## Work instructions
Leave out the pictures and copy everything else in the entries exactly.

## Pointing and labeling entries
┏━━
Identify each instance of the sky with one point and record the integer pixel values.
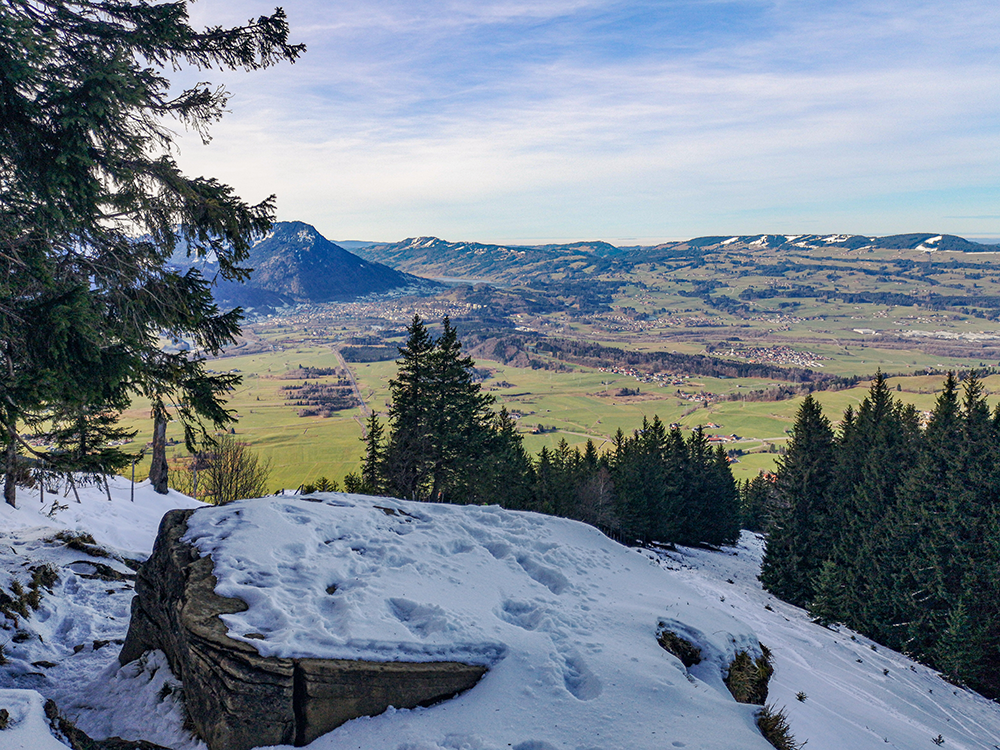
(630, 122)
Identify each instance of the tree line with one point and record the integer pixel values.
(444, 442)
(893, 528)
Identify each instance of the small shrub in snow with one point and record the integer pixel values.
(748, 677)
(687, 652)
(774, 726)
(81, 542)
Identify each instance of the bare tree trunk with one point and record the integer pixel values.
(69, 478)
(9, 485)
(158, 468)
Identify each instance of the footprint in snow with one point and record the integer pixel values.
(582, 683)
(551, 578)
(524, 615)
(420, 619)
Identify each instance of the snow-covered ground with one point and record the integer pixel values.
(565, 618)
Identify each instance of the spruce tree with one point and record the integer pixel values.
(373, 479)
(800, 536)
(440, 420)
(93, 205)
(408, 454)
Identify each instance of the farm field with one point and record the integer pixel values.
(551, 406)
(835, 312)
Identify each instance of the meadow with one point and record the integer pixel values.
(712, 306)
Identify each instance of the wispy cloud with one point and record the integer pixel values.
(494, 120)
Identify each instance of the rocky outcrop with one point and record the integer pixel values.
(238, 699)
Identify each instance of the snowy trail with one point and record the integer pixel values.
(565, 618)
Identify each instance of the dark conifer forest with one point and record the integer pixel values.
(444, 443)
(893, 528)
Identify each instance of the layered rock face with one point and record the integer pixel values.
(238, 699)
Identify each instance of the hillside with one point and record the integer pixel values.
(570, 619)
(431, 256)
(295, 264)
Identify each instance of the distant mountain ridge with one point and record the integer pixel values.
(295, 264)
(435, 257)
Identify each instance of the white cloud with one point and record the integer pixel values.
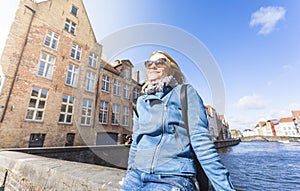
(267, 18)
(252, 102)
(241, 122)
(294, 106)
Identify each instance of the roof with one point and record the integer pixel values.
(287, 119)
(296, 113)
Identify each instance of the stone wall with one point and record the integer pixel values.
(30, 172)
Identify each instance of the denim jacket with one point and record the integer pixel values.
(160, 141)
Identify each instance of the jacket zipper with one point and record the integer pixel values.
(177, 137)
(160, 142)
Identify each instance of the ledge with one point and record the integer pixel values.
(33, 172)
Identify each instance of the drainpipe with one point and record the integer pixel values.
(97, 93)
(18, 65)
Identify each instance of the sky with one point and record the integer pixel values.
(242, 57)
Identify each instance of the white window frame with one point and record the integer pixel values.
(105, 83)
(90, 81)
(35, 111)
(70, 26)
(74, 12)
(72, 75)
(45, 67)
(117, 87)
(86, 112)
(125, 121)
(66, 110)
(93, 59)
(103, 114)
(51, 40)
(76, 52)
(126, 92)
(115, 117)
(127, 73)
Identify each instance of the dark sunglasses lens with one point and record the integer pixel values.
(148, 63)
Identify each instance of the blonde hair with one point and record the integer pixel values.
(178, 75)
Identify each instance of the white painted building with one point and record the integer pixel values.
(287, 127)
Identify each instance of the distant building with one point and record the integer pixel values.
(218, 127)
(287, 127)
(235, 133)
(258, 128)
(296, 116)
(55, 89)
(248, 133)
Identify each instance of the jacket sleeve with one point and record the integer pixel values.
(204, 148)
(133, 146)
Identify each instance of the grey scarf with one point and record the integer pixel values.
(158, 85)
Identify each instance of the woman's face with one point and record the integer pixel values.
(157, 67)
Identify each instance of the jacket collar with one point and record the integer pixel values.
(158, 95)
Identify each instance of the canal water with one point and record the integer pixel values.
(267, 166)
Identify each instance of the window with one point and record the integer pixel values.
(127, 73)
(76, 51)
(45, 67)
(105, 83)
(117, 85)
(86, 113)
(90, 81)
(36, 140)
(135, 93)
(72, 75)
(74, 10)
(70, 139)
(125, 116)
(93, 58)
(126, 91)
(115, 114)
(51, 39)
(66, 110)
(103, 115)
(37, 104)
(70, 26)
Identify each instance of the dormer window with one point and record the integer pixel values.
(74, 11)
(70, 26)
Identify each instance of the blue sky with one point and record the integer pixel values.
(255, 46)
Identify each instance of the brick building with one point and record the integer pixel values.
(52, 79)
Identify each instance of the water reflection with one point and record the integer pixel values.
(263, 165)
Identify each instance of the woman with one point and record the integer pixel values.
(160, 156)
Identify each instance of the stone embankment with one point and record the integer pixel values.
(21, 171)
(95, 168)
(271, 139)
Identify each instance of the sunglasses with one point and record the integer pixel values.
(158, 63)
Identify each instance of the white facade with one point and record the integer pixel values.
(287, 129)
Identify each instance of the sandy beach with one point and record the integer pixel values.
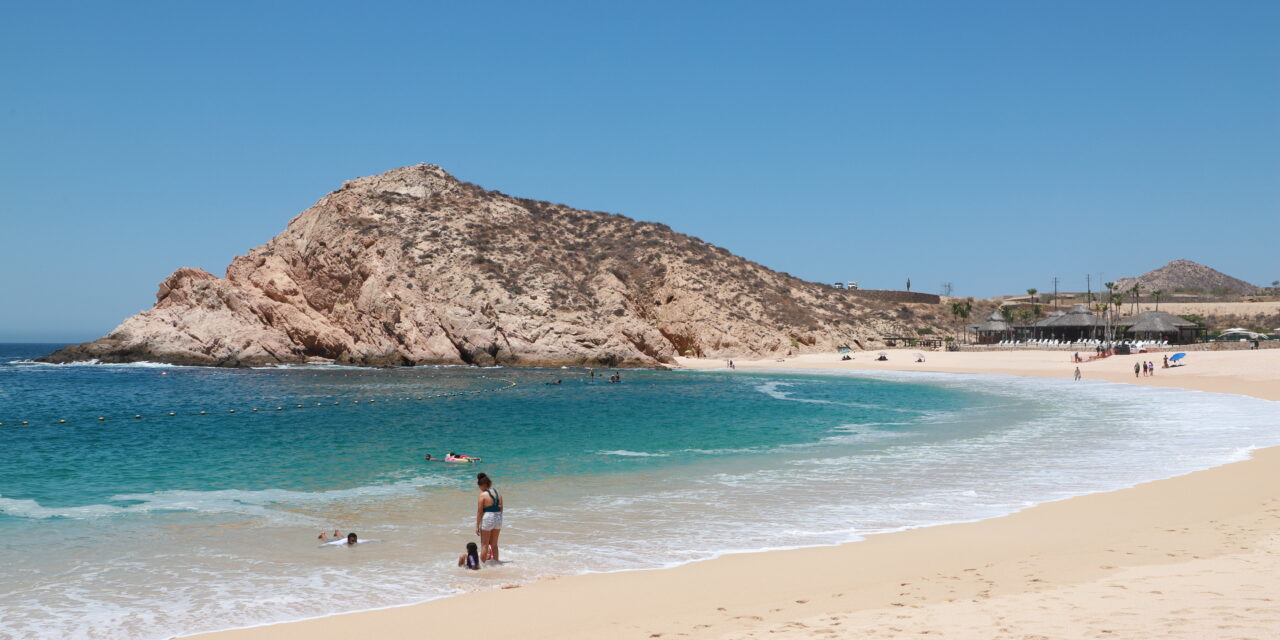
(1196, 556)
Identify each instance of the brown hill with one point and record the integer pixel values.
(415, 266)
(1187, 277)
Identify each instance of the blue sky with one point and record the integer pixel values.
(992, 145)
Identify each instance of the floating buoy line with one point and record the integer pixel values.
(282, 407)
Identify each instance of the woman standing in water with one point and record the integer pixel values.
(488, 519)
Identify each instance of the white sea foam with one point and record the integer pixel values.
(1031, 442)
(227, 501)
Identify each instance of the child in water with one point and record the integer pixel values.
(470, 560)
┗━━
## Reply
Identify each instance of the sky with one point and record the integer pixel values.
(630, 122)
Identify each instance of the tree line with one point and record the integer pixel values.
(444, 442)
(893, 528)
Identify each instance of the small shrub in snow with one point and record the integer pixel values.
(748, 677)
(687, 652)
(774, 726)
(81, 542)
Identify each instance of the bare tree trunk with one point and record the integer pixel values.
(69, 478)
(9, 485)
(158, 468)
Identify each instance of the footprint in snow with one point and record the integer pixel values.
(582, 683)
(551, 578)
(524, 615)
(420, 619)
Identify each instance of the snow-covered ground with one point and record the integer pixel values.
(565, 618)
Identify each instance of the spruce tree with one point and record the integer pixel values.
(373, 479)
(800, 536)
(440, 420)
(93, 205)
(408, 454)
Identify each instance of the farm field with one point and record the integer pixel values.
(551, 406)
(835, 312)
Identify each instance of the meadow with one point and record the integer pixel values.
(712, 306)
Identify each instance of the wispy cloud with one point and record the integer pixel values.
(494, 120)
Identify each instance of the rocky outcrop with one point and record the integer pixel values.
(238, 699)
Identify each instance of the snowy trail with one point and record the integer pixel values.
(565, 618)
Identify each instance of the dark conifer forest with one point and record the integer pixel values.
(444, 443)
(893, 528)
Identify each instance of the layered rock face with one point and record the integer pixel values.
(238, 699)
Identify each instance of the hillside with one point and record the integer pixel values.
(570, 619)
(431, 256)
(295, 264)
Identify each instance of the distant mountain ridge with one point and record the integer pixel values.
(295, 264)
(435, 257)
Identify each instance of the white cloud with one point and record the integer pixel values.
(267, 18)
(252, 102)
(241, 122)
(294, 106)
Identify each instance of the roof with one point and record the integer pixel values.
(287, 119)
(296, 113)
Identify each instance of the stone wall with one point and record the integer pixel values.
(30, 172)
Identify each instance of the denim jacket with one point and record the integer pixel values.
(160, 141)
Identify each instance of the jacket zipper with one point and record the integer pixel values.
(177, 137)
(160, 142)
Identify each instance of the ledge with one point and record the integer pixel values.
(33, 172)
Identify each instance of the drainpipe with one point and record the integer pixel values.
(97, 93)
(18, 65)
Identify each instance of the sky with one point and record the integer pixel values.
(242, 57)
Identify each instance of the white window frame with one point and record the integer pixel values.
(105, 83)
(90, 81)
(35, 111)
(70, 26)
(74, 12)
(72, 75)
(45, 67)
(117, 87)
(86, 112)
(125, 121)
(66, 110)
(93, 59)
(103, 114)
(51, 40)
(76, 52)
(126, 92)
(115, 117)
(127, 73)
Identify each instance of the dark sunglasses lens with one point and record the integer pixel values.
(148, 63)
Identify each instance of the blonde hair with one point and record the integer pixel values.
(178, 75)
Identify each instance of the white painted building with one point and record the integer pixel values.
(287, 127)
Identify each instance of the distant building with one point and record the integer pixel values.
(218, 127)
(287, 127)
(235, 133)
(258, 128)
(296, 116)
(55, 89)
(248, 133)
Identify each instance of the jacket sleeve with one point and record the integer pixel values.
(204, 148)
(133, 146)
Identify each instance of the grey scarf with one point and record the integer pixel values.
(158, 85)
Identify each instance of the woman's face with one point and record the integer pixel values.
(157, 67)
Identify each instance of the jacket collar with one point and record the integer pixel values.
(158, 95)
Identify each instance of the canal water with one point and record the integer pixel values.
(267, 166)
Identify each instance of the window with one point and record the integer pixel values.
(127, 73)
(76, 51)
(45, 67)
(105, 83)
(117, 85)
(86, 113)
(90, 81)
(36, 140)
(135, 93)
(72, 75)
(74, 10)
(70, 139)
(125, 116)
(93, 58)
(126, 91)
(115, 114)
(51, 39)
(66, 110)
(103, 115)
(37, 104)
(70, 26)
Identify each instance of the dormer window with one point and record the integer pixel values.
(74, 11)
(70, 26)
Identify each instance of the blue sky with one point and record the integer pixel values.
(255, 46)
Identify each instance of the brick building with one point and record the integer pixel values.
(52, 79)
Identify each instance of the water reflection with one point and record the integer pixel values.
(263, 165)
Identify each instance of the woman with one point and record the integer pixel values.
(160, 156)
Identify each instance of the stone embankment with one point and record the integer pixel values.
(21, 171)
(95, 168)
(271, 139)
Identify each instance of the sunglasses with one point and record the integer pixel values.
(158, 63)
Identify each instance of the white facade with one point and record the integer pixel values.
(287, 129)
Identify each instance of the sandy beach with one point and record the integer pixel values.
(1196, 556)
Identify each instance of the brown hill with one point and record the integer pixel values.
(415, 266)
(1187, 277)
Identify each instance of the blue sky with one point and record the integer pixel values.
(992, 145)
Identify each instance of the floating buoy line with one point and record the integer pixel values.
(282, 407)
Identify each instance of the woman standing in water with one point and record the integer pixel values.
(488, 519)
Identify each instance of the white sea foam with one point and record the integer pixel values.
(1031, 442)
(227, 501)
Identify each instance of the child in water with one point and record the integer pixel values.
(470, 560)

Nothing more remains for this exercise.